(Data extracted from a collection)
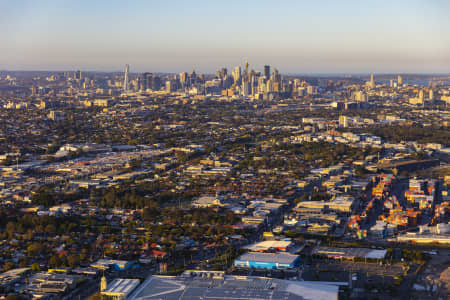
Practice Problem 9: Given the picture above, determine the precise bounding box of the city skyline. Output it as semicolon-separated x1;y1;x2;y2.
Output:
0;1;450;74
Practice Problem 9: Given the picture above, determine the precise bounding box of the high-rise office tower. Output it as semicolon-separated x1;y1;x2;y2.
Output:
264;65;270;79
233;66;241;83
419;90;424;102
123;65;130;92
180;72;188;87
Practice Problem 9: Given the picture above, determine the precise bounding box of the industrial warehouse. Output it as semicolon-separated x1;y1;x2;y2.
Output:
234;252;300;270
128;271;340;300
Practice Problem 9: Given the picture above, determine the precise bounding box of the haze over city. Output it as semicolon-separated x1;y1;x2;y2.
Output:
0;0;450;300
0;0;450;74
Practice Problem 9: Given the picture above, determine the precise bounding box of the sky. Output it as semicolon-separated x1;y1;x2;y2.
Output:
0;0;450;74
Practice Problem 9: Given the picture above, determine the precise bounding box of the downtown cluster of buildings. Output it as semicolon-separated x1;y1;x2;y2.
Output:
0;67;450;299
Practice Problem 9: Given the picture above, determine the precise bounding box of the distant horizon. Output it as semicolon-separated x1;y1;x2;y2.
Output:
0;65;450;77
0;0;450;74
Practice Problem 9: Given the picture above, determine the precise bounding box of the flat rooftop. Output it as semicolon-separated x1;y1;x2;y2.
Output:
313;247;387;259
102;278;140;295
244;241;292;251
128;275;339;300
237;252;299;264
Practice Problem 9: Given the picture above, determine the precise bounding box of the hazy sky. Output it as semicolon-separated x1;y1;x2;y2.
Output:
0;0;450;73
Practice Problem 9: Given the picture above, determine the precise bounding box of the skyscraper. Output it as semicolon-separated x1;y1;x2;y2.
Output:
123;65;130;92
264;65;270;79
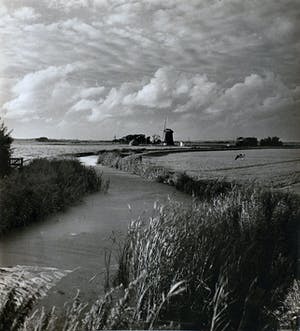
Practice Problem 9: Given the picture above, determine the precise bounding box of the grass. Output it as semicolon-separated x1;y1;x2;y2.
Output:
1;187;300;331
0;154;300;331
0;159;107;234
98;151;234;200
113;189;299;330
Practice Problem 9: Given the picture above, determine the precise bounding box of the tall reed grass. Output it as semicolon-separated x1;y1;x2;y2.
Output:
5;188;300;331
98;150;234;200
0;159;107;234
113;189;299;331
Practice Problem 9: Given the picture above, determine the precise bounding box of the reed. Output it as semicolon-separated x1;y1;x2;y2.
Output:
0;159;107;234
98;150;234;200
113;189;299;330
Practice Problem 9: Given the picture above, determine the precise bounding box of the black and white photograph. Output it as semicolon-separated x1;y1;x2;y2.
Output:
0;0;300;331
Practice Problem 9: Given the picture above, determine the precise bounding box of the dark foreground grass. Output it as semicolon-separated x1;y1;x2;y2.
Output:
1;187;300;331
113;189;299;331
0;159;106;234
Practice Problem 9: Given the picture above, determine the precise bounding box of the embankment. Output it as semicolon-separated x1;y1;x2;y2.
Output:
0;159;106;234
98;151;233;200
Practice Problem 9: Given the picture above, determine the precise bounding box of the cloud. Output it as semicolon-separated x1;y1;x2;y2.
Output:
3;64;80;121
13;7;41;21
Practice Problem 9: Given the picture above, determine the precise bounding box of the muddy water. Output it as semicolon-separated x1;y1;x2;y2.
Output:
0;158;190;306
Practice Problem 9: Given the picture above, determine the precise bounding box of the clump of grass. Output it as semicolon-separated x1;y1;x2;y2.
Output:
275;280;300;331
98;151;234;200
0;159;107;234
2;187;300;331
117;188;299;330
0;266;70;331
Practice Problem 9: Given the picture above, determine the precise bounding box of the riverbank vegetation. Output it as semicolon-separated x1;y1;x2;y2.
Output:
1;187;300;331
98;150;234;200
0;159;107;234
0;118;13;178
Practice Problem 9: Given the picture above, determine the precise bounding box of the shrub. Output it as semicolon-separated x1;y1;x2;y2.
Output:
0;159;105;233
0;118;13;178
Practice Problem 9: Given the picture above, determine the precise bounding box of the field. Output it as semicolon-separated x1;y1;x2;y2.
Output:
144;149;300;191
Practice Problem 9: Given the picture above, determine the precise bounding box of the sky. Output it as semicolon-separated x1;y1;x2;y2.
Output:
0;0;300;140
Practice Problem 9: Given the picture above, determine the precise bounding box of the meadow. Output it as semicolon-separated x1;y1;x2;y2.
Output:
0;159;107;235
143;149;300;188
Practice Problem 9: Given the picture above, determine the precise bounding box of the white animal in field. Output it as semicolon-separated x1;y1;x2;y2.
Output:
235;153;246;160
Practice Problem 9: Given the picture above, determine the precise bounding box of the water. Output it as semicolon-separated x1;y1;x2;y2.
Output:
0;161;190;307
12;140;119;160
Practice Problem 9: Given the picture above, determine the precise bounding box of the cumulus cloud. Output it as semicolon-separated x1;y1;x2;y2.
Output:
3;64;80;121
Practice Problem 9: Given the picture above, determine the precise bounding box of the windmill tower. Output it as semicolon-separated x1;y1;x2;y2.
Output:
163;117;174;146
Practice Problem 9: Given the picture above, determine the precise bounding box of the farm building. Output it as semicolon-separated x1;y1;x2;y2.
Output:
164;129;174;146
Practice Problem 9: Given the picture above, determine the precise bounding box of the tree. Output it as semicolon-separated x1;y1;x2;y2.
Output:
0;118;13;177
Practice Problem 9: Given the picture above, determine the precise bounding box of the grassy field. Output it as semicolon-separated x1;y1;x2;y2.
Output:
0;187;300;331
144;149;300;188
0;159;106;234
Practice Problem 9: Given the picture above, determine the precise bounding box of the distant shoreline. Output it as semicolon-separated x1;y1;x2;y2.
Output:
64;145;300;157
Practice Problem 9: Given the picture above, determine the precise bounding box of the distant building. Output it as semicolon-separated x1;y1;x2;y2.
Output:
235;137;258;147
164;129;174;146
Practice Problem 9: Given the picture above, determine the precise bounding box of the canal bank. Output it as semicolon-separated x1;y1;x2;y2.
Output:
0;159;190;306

> TASK TO CARRY OUT
Copy out every one of the records above word for word, omitting the pictures.

> FINAL RESULT
Practice Problem 9: Given the picture above, determine the precise bounding box of the city skyline. Output it as semicolon-separated x1;y1;x2;y2.
Output:
0;1;450;74
Practice Problem 9: Given the picture above, determine the precise bounding box of the high-rise office tower. Output it as semicolon-separated x1;y1;x2;y2.
Output:
264;65;270;79
233;66;241;83
419;90;424;102
123;65;130;92
180;72;188;87
Practice Problem 9: Given the picture above, determine the precise bounding box of the industrial warehouse. Output it as semicolon-separated x1;y1;x2;y2.
Output:
234;252;300;270
128;271;340;300
Practice Problem 9: Given the picture above, determine the precise bounding box of the haze over city. Output it as semicolon-separated x1;y1;x2;y2.
Output:
0;0;450;300
0;0;450;74
Practice Problem 9: Given the picture above, determine the precise bounding box of the sky. Output it as semicolon-separated x1;y1;x2;y2.
Output:
0;0;450;74
Practice Problem 9: Given the picture above, determine the precise bounding box of the downtown cluster of buildings. Output it as semicolon-separated x1;y1;x2;y2.
Output:
0;67;450;299
Practice Problem 9: Given the picture above, determine the precise bounding box of the distant horizon. Output it as semicolon-separated x1;y1;x2;y2.
Output:
0;65;450;77
0;0;450;74
Practice Problem 9: Given the picture above, determine the precise bounding box of the flat rooftop. Output it as semicolon-separated x1;y1;x2;y2.
Output:
313;247;387;259
102;278;140;295
244;241;292;251
128;275;339;300
237;252;299;264
Practice Problem 9: Given the picture above, determine the precise bounding box of the hazy sky. Output it as semicolon-separated x1;y1;x2;y2.
Output:
0;0;450;73
Practice Problem 9: Given the picture above, determine the precise bounding box of the skyscraper. Output it as semicolon-separated x1;y1;x2;y2.
Output:
123;65;130;92
264;65;270;79
Practice Problem 9: Given the picture above, determine the precise bounding box of the grass. Output it as semicolon-separated x1;y1;x2;y2.
Output:
1;187;300;331
0;154;300;331
0;159;107;234
98;151;234;200
113;189;299;330
Practice Problem 9: Given the picture above, determine the precise bounding box of the tall reed grass. Output it as semicolon-separated x1;y1;x2;y2.
Output:
5;188;300;331
98;150;234;200
0;159;107;234
113;189;299;331
Practice Problem 9: Given the picture above, determine the precise bounding box of the reed. Output it as semicolon-separated x1;y1;x2;y2.
Output:
0;159;107;234
98;150;234;200
113;189;299;330
Practice Problem 9: Given the picture above, determine the precise bounding box of the black and white photograph. Output it as semicolon-separated x1;y1;x2;y2.
Output:
0;0;300;331
Practice Problem 9: Given the picture above, determine the precise bounding box of the dark foreground grass. Output it as semicolon-separated x1;y1;x2;y2.
Output:
1;187;300;331
113;189;299;331
0;159;106;234
Practice Problem 9: Given the picture above, determine the precise bounding box of the embankment. Output it as semicolon-separated x1;y1;x2;y2.
Output:
0;159;106;234
98;151;233;200
Practice Problem 9: Given the picture above, determine the precise bounding box of the cloud. Output it as semicolon-separated x1;y1;x2;y2.
Output:
3;64;80;121
13;7;41;21
Practice Problem 9: Given the picture above, determine the precise bounding box of the muddy water. Output it as semicolon-separated x1;y1;x2;y2.
Output:
0;158;190;306
Practice Problem 9: Given the picture above, determine the precise bounding box of the clump of grass. Output it as semicolon-separated x1;y1;x2;y2.
Output:
275;280;300;331
98;151;234;200
0;159;107;234
2;187;300;331
117;188;299;330
0;266;70;331
Practice Problem 9: Given the picture above, determine the precise bounding box of the riverbank vegetation. Output it as semicolon-separated x1;y1;x2;y2.
Output:
1;187;300;331
98;150;234;200
0;159;107;234
0;118;13;178
Practice Problem 9: Given the picture above, determine the precise bounding box of the shrub. Output it as semicolon-separated x1;y1;x2;y2.
Output:
0;159;105;233
0;118;13;178
Practice Problem 9: Given the picture above, determine the precise bounding box of the field. Output it as semicolon-separated x1;y1;x2;y2.
Output:
144;149;300;191
Practice Problem 9: Given the picture above, determine the precise bounding box of the sky. Output it as semicolon-separated x1;y1;x2;y2.
Output:
0;0;300;140
Practice Problem 9: Given the picture above, determine the precise bounding box of the meadow. Output it as semicolon-separated x1;y1;x2;y2.
Output:
0;159;107;235
143;149;300;188
Practice Problem 9: Given the picture above, determine the precise bounding box of the white animal in field. Output it as semicolon-separated x1;y1;x2;y2.
Output:
235;153;246;160
Practice Problem 9: Given the picture above, determine the precise bounding box of the water. Output it as semicolon-separated x1;y1;x2;y2.
Output:
0;161;190;307
12;140;119;160
Practice Problem 9: Given the picture above, determine the precise bounding box of the cumulus cloud. Output it as semicolon-separated x1;y1;x2;y2.
Output:
3;64;80;121
Practice Problem 9: Given the picture above, determine the precise bounding box of the windmill tower. Output it as semicolon-separated x1;y1;x2;y2.
Output:
163;117;174;146
Practice Problem 9: Given the picture above, determine the precise bounding box of the farm building. Output it as semicolon-separated x1;y1;x2;y2.
Output:
164;129;174;146
Practice Problem 9: Given the picture above, determine the precise bounding box of the tree. Output it as semicolon-separated x1;y1;x2;y2.
Output:
0;118;13;177
Practice Problem 9: Given the picture above, determine the precise bounding box of the grassy field. Output it as semicolon-separated x1;y1;x2;y2.
Output:
0;187;300;331
144;149;300;188
0;159;106;234
Practice Problem 9: Given the picture above, determine the precise bounding box of the distant shoreline. Output it as semicolon-separated x1;y1;x2;y2.
Output:
64;145;300;157
Practice Problem 9: Given the picture above, determine the precise bounding box of the distant building. Output it as semicolon-separated x1;y1;x2;y2.
Output:
235;137;258;147
164;129;174;146
Practice Problem 9: Given the picture above, determine the precise bounding box of the canal bank. Output it as semicolon-separated x1;y1;x2;y2.
Output:
0;159;190;306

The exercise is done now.